__WRITTEN PROBLEM__. Please reproduce the stretch from the line containing "Aerial survey: pinpoint the unripe" through the line containing "xmin=187 ymin=246 xmax=208 ymax=265" with "satellite tile" changed to "aerial image", leaving everything else unchanged.
::: DATA SHOWN :::
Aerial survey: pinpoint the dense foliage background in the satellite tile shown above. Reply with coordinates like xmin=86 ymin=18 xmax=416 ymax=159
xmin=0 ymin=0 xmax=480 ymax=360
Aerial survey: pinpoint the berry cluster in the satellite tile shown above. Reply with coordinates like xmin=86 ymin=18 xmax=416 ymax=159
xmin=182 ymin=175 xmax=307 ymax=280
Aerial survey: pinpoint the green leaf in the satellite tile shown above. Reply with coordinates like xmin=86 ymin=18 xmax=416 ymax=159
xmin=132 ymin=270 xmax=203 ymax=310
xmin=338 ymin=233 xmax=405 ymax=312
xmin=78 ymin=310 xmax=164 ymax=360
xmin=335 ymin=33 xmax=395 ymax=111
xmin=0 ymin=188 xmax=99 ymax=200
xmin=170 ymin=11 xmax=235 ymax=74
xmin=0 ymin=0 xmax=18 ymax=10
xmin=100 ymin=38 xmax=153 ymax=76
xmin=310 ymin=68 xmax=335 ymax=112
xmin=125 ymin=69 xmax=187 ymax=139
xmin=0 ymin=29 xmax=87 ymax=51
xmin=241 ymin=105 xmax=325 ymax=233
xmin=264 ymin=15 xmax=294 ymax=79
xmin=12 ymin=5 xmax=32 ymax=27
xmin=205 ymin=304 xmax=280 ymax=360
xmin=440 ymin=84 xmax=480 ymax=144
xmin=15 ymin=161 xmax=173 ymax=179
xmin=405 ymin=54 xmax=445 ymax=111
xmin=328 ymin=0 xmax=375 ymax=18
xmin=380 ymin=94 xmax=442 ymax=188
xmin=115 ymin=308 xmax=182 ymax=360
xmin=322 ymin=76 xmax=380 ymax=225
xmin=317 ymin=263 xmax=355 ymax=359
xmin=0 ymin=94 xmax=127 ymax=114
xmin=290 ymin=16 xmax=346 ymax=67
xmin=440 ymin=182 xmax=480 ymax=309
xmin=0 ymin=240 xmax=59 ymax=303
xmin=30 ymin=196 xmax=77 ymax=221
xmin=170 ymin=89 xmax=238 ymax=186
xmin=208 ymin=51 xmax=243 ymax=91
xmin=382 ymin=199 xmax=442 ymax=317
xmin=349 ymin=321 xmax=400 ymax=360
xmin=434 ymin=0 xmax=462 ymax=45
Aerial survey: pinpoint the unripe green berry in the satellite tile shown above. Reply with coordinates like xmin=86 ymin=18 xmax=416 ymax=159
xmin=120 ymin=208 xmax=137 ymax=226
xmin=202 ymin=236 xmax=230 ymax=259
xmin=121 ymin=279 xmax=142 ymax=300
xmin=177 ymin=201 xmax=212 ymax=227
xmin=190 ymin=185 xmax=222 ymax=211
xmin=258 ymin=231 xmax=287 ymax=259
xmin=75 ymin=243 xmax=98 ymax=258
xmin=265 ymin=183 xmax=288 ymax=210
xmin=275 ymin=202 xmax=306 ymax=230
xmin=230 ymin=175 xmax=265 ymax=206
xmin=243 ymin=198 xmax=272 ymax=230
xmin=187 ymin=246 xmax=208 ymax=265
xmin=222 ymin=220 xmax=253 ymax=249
:::
__RESPONSE FOR THIS EXERCISE__.
Aerial survey: pinpoint the unripe green berry in the aerial image shown above. Reply with coordinates like xmin=86 ymin=18 xmax=416 ymax=159
xmin=120 ymin=208 xmax=137 ymax=226
xmin=202 ymin=236 xmax=230 ymax=259
xmin=121 ymin=279 xmax=142 ymax=300
xmin=177 ymin=201 xmax=212 ymax=227
xmin=190 ymin=185 xmax=222 ymax=211
xmin=258 ymin=231 xmax=287 ymax=259
xmin=75 ymin=243 xmax=98 ymax=258
xmin=265 ymin=183 xmax=288 ymax=210
xmin=275 ymin=202 xmax=306 ymax=230
xmin=230 ymin=175 xmax=265 ymax=206
xmin=243 ymin=198 xmax=272 ymax=230
xmin=187 ymin=246 xmax=208 ymax=265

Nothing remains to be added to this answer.